■ EXERCISE GOAL ■
Please arrange every line of the material below as a Markdown table with the columns "No." and "Line," numbering the rows and leaving out blank lines and the pictures.

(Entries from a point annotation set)
## begin

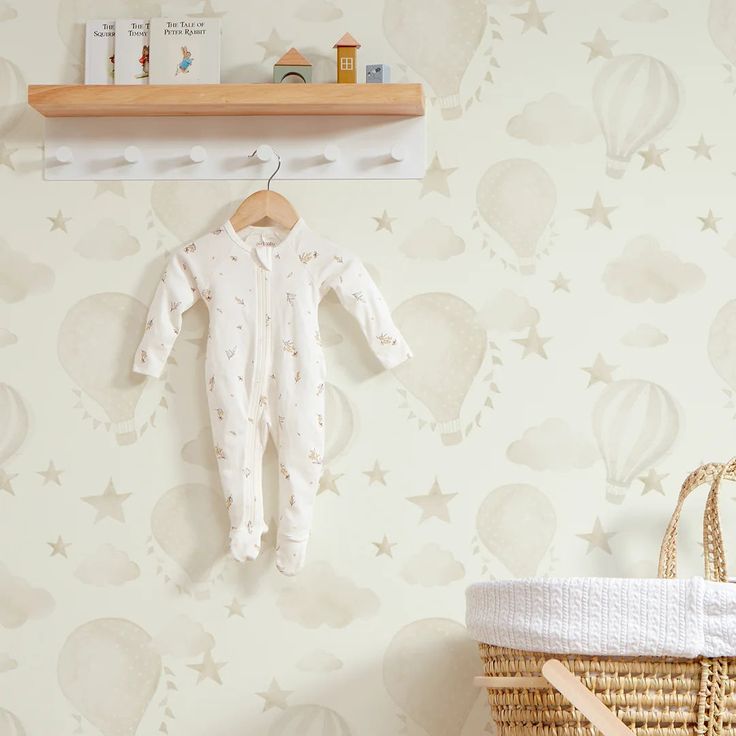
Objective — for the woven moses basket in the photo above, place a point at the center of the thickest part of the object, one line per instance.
(560, 693)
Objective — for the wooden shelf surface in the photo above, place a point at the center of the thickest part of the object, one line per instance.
(80, 100)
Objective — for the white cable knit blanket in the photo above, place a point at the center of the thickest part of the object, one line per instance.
(606, 616)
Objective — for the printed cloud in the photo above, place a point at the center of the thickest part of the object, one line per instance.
(107, 241)
(433, 241)
(552, 445)
(319, 660)
(182, 637)
(321, 597)
(20, 276)
(645, 336)
(553, 121)
(20, 601)
(507, 311)
(431, 566)
(645, 272)
(107, 566)
(645, 11)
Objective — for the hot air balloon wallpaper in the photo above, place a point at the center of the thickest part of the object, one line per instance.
(636, 98)
(503, 512)
(438, 40)
(96, 344)
(516, 198)
(635, 424)
(449, 346)
(109, 672)
(428, 670)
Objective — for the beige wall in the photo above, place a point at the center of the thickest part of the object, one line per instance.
(618, 349)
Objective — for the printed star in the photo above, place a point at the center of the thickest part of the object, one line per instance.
(114, 187)
(58, 222)
(652, 482)
(384, 222)
(597, 213)
(435, 178)
(208, 669)
(109, 504)
(58, 547)
(6, 156)
(560, 283)
(710, 222)
(328, 482)
(51, 474)
(600, 371)
(384, 547)
(597, 539)
(273, 46)
(652, 156)
(6, 481)
(235, 608)
(533, 18)
(434, 503)
(701, 148)
(275, 696)
(600, 46)
(376, 475)
(533, 343)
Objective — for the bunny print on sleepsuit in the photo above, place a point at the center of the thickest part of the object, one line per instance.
(265, 369)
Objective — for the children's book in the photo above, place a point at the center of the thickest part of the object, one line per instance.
(185, 51)
(131, 51)
(99, 52)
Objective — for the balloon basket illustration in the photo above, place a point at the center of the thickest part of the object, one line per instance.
(438, 39)
(516, 198)
(96, 344)
(635, 424)
(636, 98)
(109, 672)
(449, 346)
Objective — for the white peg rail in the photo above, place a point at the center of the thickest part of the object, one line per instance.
(310, 147)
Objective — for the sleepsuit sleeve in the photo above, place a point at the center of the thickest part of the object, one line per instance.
(359, 294)
(176, 292)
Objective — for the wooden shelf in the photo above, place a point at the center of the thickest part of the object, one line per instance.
(79, 100)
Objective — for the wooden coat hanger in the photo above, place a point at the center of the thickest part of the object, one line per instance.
(265, 205)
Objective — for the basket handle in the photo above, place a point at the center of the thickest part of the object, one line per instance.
(713, 552)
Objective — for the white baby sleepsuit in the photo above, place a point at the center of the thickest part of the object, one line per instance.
(264, 368)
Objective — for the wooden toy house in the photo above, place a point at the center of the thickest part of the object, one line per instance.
(347, 48)
(292, 67)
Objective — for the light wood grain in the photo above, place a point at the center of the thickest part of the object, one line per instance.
(80, 100)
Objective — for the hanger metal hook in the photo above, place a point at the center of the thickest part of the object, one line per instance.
(276, 170)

## end

■ TASK RESPONSE ■
| No. | Line |
|---|---|
| 1 | Objective — for the woven moses basket in the photo above, place a point at the center of the thickest part of the object, one line per instance. |
| 2 | (560, 693) |
| 3 | Objective — for the wooden shelf surface in the photo above, place a point at the center of the thickest part of the object, one line per instance. |
| 4 | (80, 100) |
| 5 | Objective — for the white cable knit blanket in the photo above, place a point at the center of the thickest part of the object, one line per instance. |
| 6 | (606, 616) |
| 7 | Objective — for the printed cloud in the photo above, place a point at the center of the thickest part of the object, one line per instance. |
| 8 | (107, 241) |
| 9 | (433, 241) |
| 10 | (552, 445) |
| 11 | (319, 660) |
| 12 | (182, 637) |
| 13 | (321, 597) |
| 14 | (20, 276) |
| 15 | (645, 336) |
| 16 | (553, 121) |
| 17 | (20, 601) |
| 18 | (507, 311) |
| 19 | (431, 566) |
| 20 | (645, 272) |
| 21 | (107, 566) |
| 22 | (645, 11) |
| 23 | Objective — for the hot air balloon wallpaper in the photo above, place a point at the center of the thickest part of the object, one line per instance. |
| 24 | (636, 98) |
| 25 | (503, 512) |
| 26 | (438, 40) |
| 27 | (96, 344) |
| 28 | (516, 198) |
| 29 | (635, 424) |
| 30 | (449, 346) |
| 31 | (109, 672) |
| 32 | (428, 670) |
| 33 | Objective — for the beige wall in the photo above, place a point at the center of the thickest part of the object, one line per instance. |
| 34 | (618, 349) |
| 35 | Objective — for the printed star in the photo above, place a point at the center of the thickest part of the object, one line per instance. |
| 36 | (114, 187) |
| 37 | (58, 222) |
| 38 | (652, 482) |
| 39 | (384, 222) |
| 40 | (597, 213) |
| 41 | (435, 178) |
| 42 | (208, 669) |
| 43 | (109, 504) |
| 44 | (58, 547) |
| 45 | (6, 156) |
| 46 | (560, 283) |
| 47 | (710, 222) |
| 48 | (328, 482) |
| 49 | (51, 474) |
| 50 | (600, 371) |
| 51 | (384, 547) |
| 52 | (597, 539) |
| 53 | (273, 46) |
| 54 | (652, 156) |
| 55 | (6, 481) |
| 56 | (235, 608) |
| 57 | (533, 18) |
| 58 | (434, 503) |
| 59 | (701, 148) |
| 60 | (275, 696) |
| 61 | (600, 46) |
| 62 | (376, 475) |
| 63 | (533, 343) |
| 64 | Objective — for the bunny print on sleepsuit in the photo above, place a point at the center of the thickest part of the object, one line per instance. |
| 65 | (265, 369) |
| 66 | Objective — for the children's book in the photo above, place a point at the center of the thickest part of the object, one line per instance. |
| 67 | (185, 51) |
| 68 | (131, 51) |
| 69 | (99, 52) |
| 70 | Objective — for the balloon basket illustration in the photo above, place a point at the center of the thickest part of the object, one line per instance. |
| 71 | (438, 39) |
| 72 | (516, 198) |
| 73 | (96, 344) |
| 74 | (635, 424) |
| 75 | (636, 98) |
| 76 | (109, 672) |
| 77 | (449, 346) |
| 78 | Objective — for the white peg rail in the photo above, place a point at the center of the thickest part of the object, one line per instance. |
| 79 | (310, 147) |
| 80 | Objective — for the sleepsuit sleeve in the photo above, place a point at the center of the thickest part of the object, one line per instance. |
| 81 | (359, 294) |
| 82 | (176, 292) |
| 83 | Objective — for the wooden shelf in the photo above, place a point at the center of the thickest part of the object, one line per instance. |
| 84 | (79, 100) |
| 85 | Objective — for the wooden coat hanger in the photo above, place a point at the center of the thickest part of the object, one line per instance. |
| 86 | (265, 205) |
| 87 | Objective — for the basket handle in the photo above, place a point at the center of the thickest part of the object, one line per instance. |
| 88 | (713, 552) |
| 89 | Objective — for the white baby sleepsuit in the photo above, place a point at the center of the thickest part of the object, one line per instance. |
| 90 | (264, 368) |
| 91 | Objective — for the wooden toy house in the photo above, place a point at the center of the thickest part of the object, one line per instance. |
| 92 | (347, 48) |
| 93 | (292, 67) |
| 94 | Objective — for the light wood grain in the photo above, place a point at the center of the thickest part of the object, one line per instance. |
| 95 | (80, 100) |
| 96 | Objective — for the hanger metal hook in the photo above, place a point at the center of the thickest part of the object, one line per instance. |
| 97 | (276, 170) |